Work to be completed: Rewrite all of the records below with every "one pair per instance" changed to "one pair per detected object" and everything else left as it is. Leave the pictures out of your answer.

Dataset entries:
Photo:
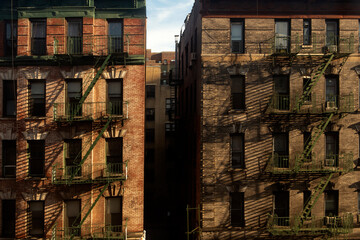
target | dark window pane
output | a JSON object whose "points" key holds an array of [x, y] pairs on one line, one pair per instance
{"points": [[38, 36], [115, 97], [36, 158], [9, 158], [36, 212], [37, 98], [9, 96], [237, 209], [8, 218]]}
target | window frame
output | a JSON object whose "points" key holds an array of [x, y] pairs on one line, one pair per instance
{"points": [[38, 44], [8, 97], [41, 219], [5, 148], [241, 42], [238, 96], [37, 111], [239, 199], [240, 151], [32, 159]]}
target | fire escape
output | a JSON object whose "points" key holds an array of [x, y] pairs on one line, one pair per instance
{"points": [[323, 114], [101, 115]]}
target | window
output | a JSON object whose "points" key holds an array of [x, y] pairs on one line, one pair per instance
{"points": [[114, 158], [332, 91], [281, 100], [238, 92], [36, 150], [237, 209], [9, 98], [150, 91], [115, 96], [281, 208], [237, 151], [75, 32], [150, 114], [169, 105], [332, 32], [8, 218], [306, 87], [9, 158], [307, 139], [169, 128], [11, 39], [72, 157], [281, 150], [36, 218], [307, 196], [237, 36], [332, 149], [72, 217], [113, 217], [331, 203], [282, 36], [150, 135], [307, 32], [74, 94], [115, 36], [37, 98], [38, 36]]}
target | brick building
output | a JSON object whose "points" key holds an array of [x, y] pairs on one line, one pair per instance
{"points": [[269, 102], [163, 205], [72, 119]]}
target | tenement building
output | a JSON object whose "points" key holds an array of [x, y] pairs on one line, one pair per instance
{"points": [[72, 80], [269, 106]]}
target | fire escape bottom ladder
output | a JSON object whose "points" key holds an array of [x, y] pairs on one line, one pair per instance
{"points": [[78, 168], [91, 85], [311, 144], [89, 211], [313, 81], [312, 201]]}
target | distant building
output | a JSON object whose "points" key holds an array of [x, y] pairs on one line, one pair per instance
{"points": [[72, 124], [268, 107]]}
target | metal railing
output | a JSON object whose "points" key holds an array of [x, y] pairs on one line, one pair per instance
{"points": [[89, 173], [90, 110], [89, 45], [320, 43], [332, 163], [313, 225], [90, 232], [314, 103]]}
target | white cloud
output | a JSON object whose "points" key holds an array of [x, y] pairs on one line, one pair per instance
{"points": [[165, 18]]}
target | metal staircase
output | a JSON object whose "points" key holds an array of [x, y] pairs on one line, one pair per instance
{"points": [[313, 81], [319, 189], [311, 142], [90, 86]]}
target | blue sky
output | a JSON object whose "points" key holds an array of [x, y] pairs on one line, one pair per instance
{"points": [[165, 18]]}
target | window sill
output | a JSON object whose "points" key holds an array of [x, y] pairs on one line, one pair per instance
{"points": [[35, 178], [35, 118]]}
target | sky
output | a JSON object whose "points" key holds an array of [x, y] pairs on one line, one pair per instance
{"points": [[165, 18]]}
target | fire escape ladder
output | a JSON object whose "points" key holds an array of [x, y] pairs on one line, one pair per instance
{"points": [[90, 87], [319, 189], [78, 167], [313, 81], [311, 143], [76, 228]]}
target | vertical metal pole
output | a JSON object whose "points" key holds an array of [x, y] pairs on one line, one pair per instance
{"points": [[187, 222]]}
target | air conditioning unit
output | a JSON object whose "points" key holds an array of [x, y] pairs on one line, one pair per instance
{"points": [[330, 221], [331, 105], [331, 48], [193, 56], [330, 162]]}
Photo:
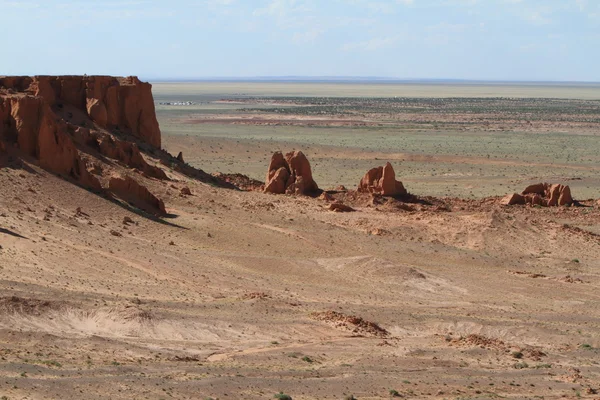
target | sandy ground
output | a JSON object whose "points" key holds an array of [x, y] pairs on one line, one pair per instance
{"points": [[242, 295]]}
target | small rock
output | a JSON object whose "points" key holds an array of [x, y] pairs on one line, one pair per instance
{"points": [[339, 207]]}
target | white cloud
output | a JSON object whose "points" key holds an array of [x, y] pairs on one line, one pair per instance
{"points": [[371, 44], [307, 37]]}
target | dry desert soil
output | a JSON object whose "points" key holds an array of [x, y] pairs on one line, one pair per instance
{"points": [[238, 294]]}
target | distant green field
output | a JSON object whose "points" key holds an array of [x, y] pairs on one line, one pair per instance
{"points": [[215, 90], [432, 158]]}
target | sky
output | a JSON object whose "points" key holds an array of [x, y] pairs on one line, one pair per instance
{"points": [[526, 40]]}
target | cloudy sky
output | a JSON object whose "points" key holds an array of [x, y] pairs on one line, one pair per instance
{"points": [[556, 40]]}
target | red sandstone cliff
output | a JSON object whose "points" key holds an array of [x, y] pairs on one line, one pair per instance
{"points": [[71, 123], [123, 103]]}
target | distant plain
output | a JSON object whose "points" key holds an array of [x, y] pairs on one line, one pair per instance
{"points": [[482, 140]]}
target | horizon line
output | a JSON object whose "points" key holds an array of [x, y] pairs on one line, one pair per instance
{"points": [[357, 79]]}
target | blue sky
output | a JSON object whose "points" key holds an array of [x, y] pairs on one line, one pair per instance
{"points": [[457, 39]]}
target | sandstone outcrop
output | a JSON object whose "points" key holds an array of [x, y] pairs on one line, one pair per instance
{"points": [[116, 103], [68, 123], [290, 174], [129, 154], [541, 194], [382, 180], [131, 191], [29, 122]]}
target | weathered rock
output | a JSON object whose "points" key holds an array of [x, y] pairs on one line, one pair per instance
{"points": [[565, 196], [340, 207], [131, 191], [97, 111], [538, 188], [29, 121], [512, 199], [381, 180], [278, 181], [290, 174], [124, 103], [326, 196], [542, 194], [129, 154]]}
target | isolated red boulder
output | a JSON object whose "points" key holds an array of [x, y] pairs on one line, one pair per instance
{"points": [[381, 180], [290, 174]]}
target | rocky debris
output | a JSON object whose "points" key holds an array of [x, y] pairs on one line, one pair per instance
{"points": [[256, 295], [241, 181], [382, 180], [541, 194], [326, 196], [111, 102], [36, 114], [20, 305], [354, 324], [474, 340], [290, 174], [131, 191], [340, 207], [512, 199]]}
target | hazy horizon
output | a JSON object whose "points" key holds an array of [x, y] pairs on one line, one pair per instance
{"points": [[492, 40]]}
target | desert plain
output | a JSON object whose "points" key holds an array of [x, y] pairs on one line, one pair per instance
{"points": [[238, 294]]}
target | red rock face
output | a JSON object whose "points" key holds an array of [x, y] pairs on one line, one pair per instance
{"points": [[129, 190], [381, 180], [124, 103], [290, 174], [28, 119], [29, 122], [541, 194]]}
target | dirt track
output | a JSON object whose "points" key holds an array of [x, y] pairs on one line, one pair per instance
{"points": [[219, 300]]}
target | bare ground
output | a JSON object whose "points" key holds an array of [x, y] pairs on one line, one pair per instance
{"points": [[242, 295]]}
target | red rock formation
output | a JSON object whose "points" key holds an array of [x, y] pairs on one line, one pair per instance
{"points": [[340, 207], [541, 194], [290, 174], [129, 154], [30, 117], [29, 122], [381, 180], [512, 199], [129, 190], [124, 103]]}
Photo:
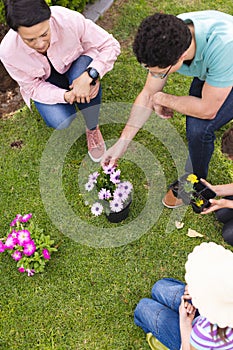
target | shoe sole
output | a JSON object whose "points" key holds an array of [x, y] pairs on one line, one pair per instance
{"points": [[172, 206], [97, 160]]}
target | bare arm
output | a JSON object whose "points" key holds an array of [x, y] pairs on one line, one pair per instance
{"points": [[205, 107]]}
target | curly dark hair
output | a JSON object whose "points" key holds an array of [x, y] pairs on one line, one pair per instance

Completed exercise:
Photo:
target | dark window pane
output | a JSON object whose "points" key holds an array of [x, y] pairs on one line, one pair per detected object
{"points": [[38, 36], [115, 97], [36, 158], [9, 158], [36, 212], [37, 98], [9, 96], [237, 209], [8, 218]]}
target | window frame
output | a JSON object whose "points" key holds an array of [x, y] pairs on one line, one pair per detected object
{"points": [[38, 44], [8, 97], [41, 219], [5, 148], [241, 42], [238, 96], [37, 111], [239, 199], [240, 151], [32, 159]]}
target | fire escape
output | a JSON object whose "points" key holds an array of [x, y] pairs on one line, one pair per detected object
{"points": [[323, 114], [101, 115]]}
target | window
output | a JSON object whose "points" key holds an array of [x, y] pairs on one line, one pair per detected object
{"points": [[114, 158], [332, 91], [281, 100], [238, 92], [36, 150], [237, 209], [9, 98], [150, 91], [115, 96], [281, 208], [237, 151], [75, 32], [150, 114], [169, 105], [332, 32], [8, 218], [306, 87], [9, 158], [307, 139], [169, 128], [11, 39], [72, 157], [281, 150], [36, 218], [307, 196], [237, 36], [332, 149], [72, 217], [113, 217], [331, 203], [282, 36], [150, 135], [307, 32], [74, 94], [115, 36], [37, 98], [38, 36]]}
target | brick building
output | a JSON object whose "points" key holds an array of [x, y] pairs on one line, one pair per detected object
{"points": [[269, 102], [163, 205], [72, 119]]}
target | tenement building
output | a JSON object whose "points" key holds an array of [x, y] pairs on one line, one pair per detected object
{"points": [[72, 80], [269, 106]]}
target | fire escape bottom ladder
output | a JSON object whose "points" key holds an array of [x, y] pairs on one line, one pair per detected object
{"points": [[78, 168], [91, 85], [311, 144], [89, 211], [313, 81], [312, 201]]}
target | distant building
output | a JSON object whose "points" key holds an array of [x, y] pairs on one line, one pair per detected object
{"points": [[72, 124], [268, 107]]}
target | metal railing
output | a JSON object whose "points" key holds an array of [x, y] pairs on one line, one pair per detected object
{"points": [[89, 173], [90, 110], [89, 45], [320, 43], [332, 163], [313, 225], [90, 232], [314, 103]]}
target | white cloud
output | a JSON object whose "points" key holds an array of [x, y] pairs on one line, one pair per detected object
{"points": [[165, 18]]}
target | metal staircase
output | a JSON object whose "points" key holds an array of [x, y] pairs on one line, one pair per detected object
{"points": [[313, 81], [319, 189], [311, 142], [90, 86]]}
target | blue sky
output | a JSON object whose "points" key holds an array of [x, y] pairs on one line, one pair per detected object
{"points": [[165, 18]]}
target | window sill
output | a JSON object whose "points" key holds an array of [x, y] pairs on one line, one pair per detected object
{"points": [[35, 178], [35, 118]]}
target | sky
output | a JSON object whose "points" key holds an array of [x, y] pairs on one line, one pair per detected object
{"points": [[165, 18]]}
target | fire escape ladder
output | a JSON object whose "points" key holds an array of [x, y] pairs on one line, one pair per detected object
{"points": [[90, 87], [319, 189], [78, 167], [313, 81], [311, 143], [76, 228]]}
target | vertical metal pole
output | a JSON object whose "points" key holds an array of [x, y] pairs on one line, one pair per detected object
{"points": [[187, 222]]}
target | air conditioning unit
output | a JSON object whose "points" key holds an array of [x, y] pairs on one line, one pair per detected object
{"points": [[330, 221], [331, 105], [331, 48], [193, 56], [330, 162]]}
Photo:
target | sandy ground
output | a JSON object whose "points" key holds an array of [x, y] pairs on one line, one pair per detected object
{"points": [[242, 295]]}
target | small rock
output | a JSON object whose "points" key holds an array of [x, y] pairs on one line, one pair per detected object
{"points": [[339, 207]]}
target | white cloud
output | a JSON object whose "points" key holds an array of [x, y] pairs on one line, one pair per detected object
{"points": [[371, 44], [307, 37]]}
target | dry desert soil
output | a JSON object whose "points" key holds an array of [x, y] pairs on one line, one pair per detected object
{"points": [[238, 294]]}
target | distant green field
output | a JSON object whose "points" key holds an array of [x, y] pairs on one line, one pair per detected object
{"points": [[215, 90], [432, 158]]}
target | sky
output | a JSON object whose "points" key holds an array of [x, y] pairs on one line, one pair per detected object
{"points": [[526, 40]]}
target | cloudy sky
output | a JSON object whose "points" key holds an array of [x, y] pairs on one line, one pair per detected object
{"points": [[556, 40]]}
target | red sandstone cliff
output | a JSON object whose "points" key holds an array of [x, y] pairs on one line, one pair per detected object
{"points": [[71, 123], [123, 103]]}
target | distant plain
output | a JSON object whose "points" key holds an array of [x, y] pairs on one line, one pair per detected object
{"points": [[482, 140]]}
target | horizon line
output | a JSON object whose "points" key holds an array of [x, y] pairs on one line, one pair per detected object
{"points": [[357, 79]]}
target | blue sky
output | a JSON object whose "points" key holds an array of [x, y] pairs on one line, one pair per detected object
{"points": [[457, 39]]}
target | sandstone outcrop
output | a JSON object whose "points" key holds an array of [x, y] pairs on one line, one pair per detected object
{"points": [[116, 103], [68, 123], [290, 174], [129, 154], [541, 194], [382, 180], [131, 191], [29, 122]]}
target | weathered rock
output | a JSON object whose "points" key holds an array of [x, y] pairs on one line, one pair per detected object
{"points": [[565, 196], [340, 207], [131, 191], [97, 111], [538, 188], [29, 121], [512, 199], [381, 180], [278, 181], [290, 174], [124, 103], [326, 196], [542, 194], [129, 154]]}
target | isolated red boulder
output | a JSON object whose "points" key holds an array of [x, y] pairs on one line, one pair per detected object
{"points": [[381, 180], [290, 174]]}
target | rocky debris
output | a JSON object whose "points" key holds an array of [x, y] pairs on one line, one pair per detected object
{"points": [[256, 295], [241, 181], [382, 180], [541, 194], [326, 196], [111, 102], [36, 114], [20, 305], [354, 324], [474, 340], [290, 174], [131, 191], [340, 207], [512, 199]]}
target | hazy horizon
output | a JSON object whose "points" key holds an array of [x, y] pairs on one line, one pair per detected object
{"points": [[492, 40]]}
target | desert plain
output | a JSON object whose "points" key holds an array of [x, y] pairs on one line, one pair per detected object
{"points": [[238, 294]]}
target | red rock face
output | a JSON object whose "points" key holds an array of [x, y] pairs on one line, one pair per detected object
{"points": [[129, 190], [381, 180], [124, 103], [290, 174], [28, 119], [29, 122], [541, 194]]}
target | dirt track
output | a JSON object whose "points" key holds an array of [x, y] pairs on one line, one pair per detected object
{"points": [[219, 300]]}
target | bare ground
output | a JSON object whose "points" key holds an array of [x, y] pairs on one line, one pair per detected object
{"points": [[242, 295]]}
target | red rock formation
output | a JSON object whose "points" key holds an array of [x, y] pairs on one line, one pair per detected object
{"points": [[340, 207], [541, 194], [290, 174], [129, 154], [30, 117], [29, 122], [381, 180], [512, 199], [129, 190], [124, 103]]}
Photo:
target | shoe sole
output | a JSON object whose "points" key holds an array of [x, y] pairs on one line, one pair per detected object
{"points": [[172, 206], [97, 160]]}
target | bare arm
output | a JSON object whose "points" key holds an array of [x, y] pairs on one line, one pair per detected object
{"points": [[205, 107]]}
target | curly dark hair
output | a JSON object whose "points" key holds an array of [x, y] pairs on one line, one pair per detected object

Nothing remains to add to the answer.